[Saved data entries]
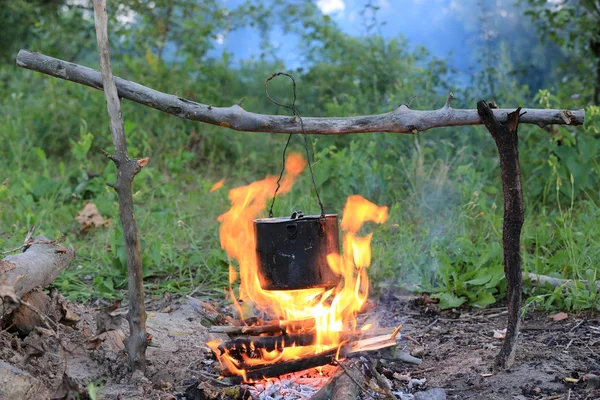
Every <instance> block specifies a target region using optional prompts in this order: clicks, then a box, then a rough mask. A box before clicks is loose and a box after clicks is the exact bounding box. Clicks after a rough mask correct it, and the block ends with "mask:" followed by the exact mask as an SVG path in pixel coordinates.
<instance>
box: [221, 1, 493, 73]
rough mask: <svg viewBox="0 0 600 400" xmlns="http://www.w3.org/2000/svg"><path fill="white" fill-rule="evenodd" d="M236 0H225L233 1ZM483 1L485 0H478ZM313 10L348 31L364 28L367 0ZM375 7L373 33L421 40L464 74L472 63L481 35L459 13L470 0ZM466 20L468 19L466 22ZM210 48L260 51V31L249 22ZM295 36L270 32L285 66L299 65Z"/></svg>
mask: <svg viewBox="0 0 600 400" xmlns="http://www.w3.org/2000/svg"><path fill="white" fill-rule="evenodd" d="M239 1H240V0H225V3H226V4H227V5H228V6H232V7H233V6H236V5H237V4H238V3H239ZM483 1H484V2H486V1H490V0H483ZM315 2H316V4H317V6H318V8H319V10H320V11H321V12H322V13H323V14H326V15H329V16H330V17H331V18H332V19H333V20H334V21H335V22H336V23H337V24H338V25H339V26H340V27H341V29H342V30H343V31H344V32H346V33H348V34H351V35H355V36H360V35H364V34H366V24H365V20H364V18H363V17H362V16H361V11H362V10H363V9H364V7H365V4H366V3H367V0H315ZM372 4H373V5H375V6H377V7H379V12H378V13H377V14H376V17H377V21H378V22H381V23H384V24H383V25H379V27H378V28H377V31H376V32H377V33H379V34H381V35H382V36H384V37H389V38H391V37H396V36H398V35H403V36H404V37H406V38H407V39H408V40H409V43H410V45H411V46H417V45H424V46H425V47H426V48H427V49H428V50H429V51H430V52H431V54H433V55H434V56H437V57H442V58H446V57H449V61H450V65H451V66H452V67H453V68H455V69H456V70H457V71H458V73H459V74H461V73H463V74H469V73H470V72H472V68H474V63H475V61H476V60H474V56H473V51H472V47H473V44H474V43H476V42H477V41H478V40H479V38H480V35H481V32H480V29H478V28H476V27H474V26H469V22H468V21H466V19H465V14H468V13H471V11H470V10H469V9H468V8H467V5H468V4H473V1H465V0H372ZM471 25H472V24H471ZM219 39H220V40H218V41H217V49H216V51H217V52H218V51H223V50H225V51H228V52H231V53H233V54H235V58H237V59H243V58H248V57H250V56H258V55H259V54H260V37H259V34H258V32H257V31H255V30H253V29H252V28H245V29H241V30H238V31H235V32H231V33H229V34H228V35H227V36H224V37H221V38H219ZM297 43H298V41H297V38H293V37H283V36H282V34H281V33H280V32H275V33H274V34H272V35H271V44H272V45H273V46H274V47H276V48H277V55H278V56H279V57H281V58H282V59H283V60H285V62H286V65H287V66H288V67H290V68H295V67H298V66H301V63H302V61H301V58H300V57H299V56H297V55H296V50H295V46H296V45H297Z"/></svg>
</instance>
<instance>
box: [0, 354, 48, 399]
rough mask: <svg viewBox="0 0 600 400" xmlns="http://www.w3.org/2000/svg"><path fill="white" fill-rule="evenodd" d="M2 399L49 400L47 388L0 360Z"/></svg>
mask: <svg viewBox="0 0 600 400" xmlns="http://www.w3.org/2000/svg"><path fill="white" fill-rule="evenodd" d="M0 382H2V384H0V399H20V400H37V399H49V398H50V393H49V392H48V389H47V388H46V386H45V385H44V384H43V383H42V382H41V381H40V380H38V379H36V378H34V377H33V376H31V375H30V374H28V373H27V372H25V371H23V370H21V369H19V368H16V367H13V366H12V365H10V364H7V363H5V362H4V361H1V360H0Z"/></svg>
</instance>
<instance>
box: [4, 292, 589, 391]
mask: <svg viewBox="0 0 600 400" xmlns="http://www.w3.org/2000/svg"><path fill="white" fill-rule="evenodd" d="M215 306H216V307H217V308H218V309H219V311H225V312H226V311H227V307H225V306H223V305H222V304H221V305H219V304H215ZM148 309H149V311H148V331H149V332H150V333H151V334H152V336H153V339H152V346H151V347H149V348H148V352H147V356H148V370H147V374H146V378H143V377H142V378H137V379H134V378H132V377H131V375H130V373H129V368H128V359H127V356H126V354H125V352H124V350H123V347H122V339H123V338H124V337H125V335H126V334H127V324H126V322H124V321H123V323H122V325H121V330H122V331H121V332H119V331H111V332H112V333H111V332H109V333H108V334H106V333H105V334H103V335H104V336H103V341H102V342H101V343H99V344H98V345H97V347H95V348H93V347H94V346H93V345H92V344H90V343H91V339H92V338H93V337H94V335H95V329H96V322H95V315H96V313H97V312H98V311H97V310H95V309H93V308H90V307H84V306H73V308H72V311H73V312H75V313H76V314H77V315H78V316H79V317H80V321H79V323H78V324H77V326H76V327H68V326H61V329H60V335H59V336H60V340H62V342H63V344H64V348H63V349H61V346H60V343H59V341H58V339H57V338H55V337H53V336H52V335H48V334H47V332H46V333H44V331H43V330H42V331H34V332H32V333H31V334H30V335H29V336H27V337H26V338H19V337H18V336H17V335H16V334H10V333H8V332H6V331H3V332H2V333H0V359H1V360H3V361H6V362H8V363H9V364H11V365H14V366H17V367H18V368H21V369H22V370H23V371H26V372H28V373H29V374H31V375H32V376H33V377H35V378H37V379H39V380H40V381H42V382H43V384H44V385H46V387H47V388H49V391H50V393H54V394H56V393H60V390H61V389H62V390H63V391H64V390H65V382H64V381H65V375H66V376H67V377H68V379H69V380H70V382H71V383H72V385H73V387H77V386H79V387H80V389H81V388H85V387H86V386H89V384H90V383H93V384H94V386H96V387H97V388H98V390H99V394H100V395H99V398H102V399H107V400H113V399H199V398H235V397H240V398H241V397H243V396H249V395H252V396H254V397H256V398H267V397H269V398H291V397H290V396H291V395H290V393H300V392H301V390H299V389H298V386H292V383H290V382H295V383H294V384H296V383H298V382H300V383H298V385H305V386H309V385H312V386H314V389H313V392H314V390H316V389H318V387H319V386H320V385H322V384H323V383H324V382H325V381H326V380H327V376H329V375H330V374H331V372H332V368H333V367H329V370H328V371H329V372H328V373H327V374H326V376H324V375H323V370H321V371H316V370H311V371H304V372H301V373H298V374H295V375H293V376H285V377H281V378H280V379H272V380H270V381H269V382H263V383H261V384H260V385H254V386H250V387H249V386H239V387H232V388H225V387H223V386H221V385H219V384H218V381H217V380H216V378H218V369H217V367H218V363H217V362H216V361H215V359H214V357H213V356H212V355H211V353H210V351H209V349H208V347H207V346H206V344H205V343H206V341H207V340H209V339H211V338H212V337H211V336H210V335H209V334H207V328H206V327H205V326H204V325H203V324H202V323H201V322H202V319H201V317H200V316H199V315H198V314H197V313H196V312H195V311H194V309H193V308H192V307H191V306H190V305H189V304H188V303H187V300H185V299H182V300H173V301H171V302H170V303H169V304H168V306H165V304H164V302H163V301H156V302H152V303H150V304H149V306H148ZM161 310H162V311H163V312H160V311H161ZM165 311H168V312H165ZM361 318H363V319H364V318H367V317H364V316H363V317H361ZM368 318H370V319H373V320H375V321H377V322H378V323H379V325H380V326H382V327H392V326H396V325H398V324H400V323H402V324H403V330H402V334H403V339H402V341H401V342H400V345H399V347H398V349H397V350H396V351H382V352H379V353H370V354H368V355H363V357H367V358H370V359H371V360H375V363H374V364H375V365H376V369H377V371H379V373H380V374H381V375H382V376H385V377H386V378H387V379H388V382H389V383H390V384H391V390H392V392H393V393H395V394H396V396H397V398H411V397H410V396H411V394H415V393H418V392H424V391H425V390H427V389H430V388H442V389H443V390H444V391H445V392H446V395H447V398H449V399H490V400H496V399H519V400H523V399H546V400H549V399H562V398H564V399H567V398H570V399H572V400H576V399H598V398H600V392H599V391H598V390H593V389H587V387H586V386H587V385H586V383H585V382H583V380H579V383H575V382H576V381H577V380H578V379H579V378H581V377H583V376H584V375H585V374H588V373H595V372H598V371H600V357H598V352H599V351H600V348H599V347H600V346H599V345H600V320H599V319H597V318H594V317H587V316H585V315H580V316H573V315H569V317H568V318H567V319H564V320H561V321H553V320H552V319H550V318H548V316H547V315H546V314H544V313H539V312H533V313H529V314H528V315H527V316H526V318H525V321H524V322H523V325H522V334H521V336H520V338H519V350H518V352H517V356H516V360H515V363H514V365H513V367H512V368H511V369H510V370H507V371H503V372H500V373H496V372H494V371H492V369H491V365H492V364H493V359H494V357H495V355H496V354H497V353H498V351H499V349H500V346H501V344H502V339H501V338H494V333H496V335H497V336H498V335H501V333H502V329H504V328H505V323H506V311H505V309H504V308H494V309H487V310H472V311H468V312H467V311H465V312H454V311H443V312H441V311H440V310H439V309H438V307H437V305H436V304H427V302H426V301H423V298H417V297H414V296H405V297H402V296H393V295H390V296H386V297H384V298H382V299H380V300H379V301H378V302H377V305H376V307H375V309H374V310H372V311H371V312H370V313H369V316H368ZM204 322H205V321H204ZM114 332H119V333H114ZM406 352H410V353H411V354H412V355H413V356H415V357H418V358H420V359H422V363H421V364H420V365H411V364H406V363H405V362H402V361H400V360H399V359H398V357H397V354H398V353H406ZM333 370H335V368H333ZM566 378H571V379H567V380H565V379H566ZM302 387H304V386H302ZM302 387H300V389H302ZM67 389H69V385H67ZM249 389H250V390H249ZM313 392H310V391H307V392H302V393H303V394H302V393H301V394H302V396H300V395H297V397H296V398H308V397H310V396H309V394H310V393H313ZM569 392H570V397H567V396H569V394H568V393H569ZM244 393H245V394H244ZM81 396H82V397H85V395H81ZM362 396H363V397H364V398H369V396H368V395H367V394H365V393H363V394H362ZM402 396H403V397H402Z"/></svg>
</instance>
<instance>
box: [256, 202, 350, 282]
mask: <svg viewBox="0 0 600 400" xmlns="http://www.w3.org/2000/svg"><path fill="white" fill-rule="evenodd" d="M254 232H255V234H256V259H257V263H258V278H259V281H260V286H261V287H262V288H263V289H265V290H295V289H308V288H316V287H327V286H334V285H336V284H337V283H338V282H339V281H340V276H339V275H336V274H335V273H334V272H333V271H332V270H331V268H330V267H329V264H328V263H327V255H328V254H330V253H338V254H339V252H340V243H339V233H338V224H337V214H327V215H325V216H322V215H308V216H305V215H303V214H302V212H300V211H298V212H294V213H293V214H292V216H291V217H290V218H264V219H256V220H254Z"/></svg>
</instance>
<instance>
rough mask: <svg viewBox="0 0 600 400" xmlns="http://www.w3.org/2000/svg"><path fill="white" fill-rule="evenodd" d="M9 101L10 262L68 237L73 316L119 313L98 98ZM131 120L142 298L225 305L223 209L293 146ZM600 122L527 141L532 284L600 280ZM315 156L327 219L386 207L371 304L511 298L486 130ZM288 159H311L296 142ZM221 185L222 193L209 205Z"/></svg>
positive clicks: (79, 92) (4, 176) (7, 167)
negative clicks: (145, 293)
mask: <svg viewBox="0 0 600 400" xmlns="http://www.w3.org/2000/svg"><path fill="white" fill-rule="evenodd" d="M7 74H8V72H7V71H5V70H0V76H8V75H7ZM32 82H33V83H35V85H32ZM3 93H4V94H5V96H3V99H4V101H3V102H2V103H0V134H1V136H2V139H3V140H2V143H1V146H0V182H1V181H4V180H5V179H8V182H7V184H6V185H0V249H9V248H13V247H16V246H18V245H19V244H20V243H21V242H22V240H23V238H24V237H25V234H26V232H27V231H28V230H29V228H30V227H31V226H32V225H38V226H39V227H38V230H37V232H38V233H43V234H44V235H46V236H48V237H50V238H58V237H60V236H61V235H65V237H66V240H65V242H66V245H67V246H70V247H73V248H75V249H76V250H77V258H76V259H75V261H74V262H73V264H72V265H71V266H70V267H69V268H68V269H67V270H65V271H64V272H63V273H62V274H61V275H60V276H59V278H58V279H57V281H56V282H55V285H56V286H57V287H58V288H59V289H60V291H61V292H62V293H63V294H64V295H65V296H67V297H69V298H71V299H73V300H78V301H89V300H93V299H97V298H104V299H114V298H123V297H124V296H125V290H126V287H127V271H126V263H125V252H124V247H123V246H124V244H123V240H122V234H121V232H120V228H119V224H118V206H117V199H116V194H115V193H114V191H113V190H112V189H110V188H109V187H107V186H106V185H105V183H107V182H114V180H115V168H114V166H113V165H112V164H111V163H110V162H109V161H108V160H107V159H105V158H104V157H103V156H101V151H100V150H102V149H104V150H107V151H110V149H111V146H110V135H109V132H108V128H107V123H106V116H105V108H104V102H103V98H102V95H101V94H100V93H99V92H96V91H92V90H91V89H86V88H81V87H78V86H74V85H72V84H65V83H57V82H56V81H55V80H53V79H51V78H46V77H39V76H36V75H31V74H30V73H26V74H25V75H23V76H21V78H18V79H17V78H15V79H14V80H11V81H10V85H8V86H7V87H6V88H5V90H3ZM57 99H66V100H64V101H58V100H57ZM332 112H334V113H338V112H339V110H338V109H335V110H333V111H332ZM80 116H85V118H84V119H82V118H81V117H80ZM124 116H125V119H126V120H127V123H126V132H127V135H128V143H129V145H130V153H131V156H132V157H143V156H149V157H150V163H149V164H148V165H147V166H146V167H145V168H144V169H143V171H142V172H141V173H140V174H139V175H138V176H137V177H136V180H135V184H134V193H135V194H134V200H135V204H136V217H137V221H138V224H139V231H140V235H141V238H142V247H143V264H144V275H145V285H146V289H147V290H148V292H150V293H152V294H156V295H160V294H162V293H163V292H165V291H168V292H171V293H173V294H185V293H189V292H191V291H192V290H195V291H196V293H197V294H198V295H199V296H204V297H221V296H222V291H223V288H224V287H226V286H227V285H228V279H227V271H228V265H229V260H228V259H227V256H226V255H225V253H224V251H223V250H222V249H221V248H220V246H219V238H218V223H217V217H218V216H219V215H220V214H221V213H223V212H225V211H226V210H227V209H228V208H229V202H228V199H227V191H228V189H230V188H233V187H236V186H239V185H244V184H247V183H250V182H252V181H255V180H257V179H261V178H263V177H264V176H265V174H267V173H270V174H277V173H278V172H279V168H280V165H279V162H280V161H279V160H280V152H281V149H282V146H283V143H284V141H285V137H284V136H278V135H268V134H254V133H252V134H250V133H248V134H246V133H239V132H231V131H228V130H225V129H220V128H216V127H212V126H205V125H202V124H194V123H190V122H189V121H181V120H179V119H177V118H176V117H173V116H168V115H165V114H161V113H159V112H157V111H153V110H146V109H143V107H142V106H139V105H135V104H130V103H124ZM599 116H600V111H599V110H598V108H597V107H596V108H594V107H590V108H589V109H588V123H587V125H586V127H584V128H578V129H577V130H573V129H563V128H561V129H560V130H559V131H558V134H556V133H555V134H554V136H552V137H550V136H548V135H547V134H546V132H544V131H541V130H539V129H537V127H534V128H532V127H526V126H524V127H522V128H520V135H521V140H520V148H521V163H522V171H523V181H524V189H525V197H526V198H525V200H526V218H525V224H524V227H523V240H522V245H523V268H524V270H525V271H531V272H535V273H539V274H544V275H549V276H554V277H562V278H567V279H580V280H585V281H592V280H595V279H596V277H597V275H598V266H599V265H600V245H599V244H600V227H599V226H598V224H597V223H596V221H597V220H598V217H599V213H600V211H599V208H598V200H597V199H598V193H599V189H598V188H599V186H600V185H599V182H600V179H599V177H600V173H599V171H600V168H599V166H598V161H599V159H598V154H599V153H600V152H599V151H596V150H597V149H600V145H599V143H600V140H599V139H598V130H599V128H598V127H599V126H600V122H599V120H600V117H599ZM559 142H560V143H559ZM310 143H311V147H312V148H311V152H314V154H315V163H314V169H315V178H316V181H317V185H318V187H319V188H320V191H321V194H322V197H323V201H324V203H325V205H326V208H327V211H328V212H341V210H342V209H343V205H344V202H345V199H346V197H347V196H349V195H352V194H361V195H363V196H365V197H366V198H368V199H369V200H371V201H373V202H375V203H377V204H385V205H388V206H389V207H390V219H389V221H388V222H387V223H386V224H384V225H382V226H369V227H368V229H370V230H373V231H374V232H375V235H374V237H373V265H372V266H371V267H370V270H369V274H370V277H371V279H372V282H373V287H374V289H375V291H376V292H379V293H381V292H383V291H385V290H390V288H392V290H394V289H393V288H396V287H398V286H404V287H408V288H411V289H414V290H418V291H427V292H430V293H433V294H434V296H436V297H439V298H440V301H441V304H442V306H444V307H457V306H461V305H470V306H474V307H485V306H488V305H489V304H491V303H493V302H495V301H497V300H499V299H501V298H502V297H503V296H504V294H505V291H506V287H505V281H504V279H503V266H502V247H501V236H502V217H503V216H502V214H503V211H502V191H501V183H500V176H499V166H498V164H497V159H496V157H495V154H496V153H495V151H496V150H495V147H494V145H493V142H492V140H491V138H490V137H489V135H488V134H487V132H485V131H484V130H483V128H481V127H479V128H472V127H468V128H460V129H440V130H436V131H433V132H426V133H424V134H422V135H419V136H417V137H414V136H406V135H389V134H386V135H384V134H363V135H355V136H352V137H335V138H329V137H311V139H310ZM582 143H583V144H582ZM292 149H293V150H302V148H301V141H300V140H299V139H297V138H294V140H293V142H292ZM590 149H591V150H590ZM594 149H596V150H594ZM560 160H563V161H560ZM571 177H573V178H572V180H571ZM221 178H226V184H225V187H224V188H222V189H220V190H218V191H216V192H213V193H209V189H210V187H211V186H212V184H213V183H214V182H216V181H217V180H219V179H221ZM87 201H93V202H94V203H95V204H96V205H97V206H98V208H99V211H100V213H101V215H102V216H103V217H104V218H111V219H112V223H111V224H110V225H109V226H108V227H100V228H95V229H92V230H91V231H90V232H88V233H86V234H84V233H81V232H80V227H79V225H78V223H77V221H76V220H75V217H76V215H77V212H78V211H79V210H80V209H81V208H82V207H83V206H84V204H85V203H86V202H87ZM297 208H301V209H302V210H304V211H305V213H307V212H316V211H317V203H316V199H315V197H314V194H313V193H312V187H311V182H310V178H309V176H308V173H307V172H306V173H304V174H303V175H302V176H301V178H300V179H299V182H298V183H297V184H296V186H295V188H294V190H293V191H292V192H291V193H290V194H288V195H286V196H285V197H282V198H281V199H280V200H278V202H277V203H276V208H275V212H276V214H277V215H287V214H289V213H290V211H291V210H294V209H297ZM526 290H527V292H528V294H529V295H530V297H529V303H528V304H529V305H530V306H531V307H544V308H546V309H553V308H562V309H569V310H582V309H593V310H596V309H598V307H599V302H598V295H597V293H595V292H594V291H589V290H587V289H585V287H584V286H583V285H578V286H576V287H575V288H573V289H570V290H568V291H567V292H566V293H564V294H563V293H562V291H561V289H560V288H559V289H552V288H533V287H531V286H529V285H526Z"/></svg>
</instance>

■ **AIM OF THE TASK**
Exactly as they appear, please return only the lines from the first line of the records through the line containing "box: [221, 1, 493, 73]", both included, leaving out all pictures.

■ **EXERCISE SOLUTION**
Every <instance> block specifies a target region using optional prompts in this order: clicks, then a box, then a rough mask. A box before clicks is loose and a box after clicks is the exact bounding box. Clicks after a rough mask correct it, and the block ends with "mask:" followed by the exact mask as an SVG path in pixel coordinates.
<instance>
box: [221, 1, 493, 73]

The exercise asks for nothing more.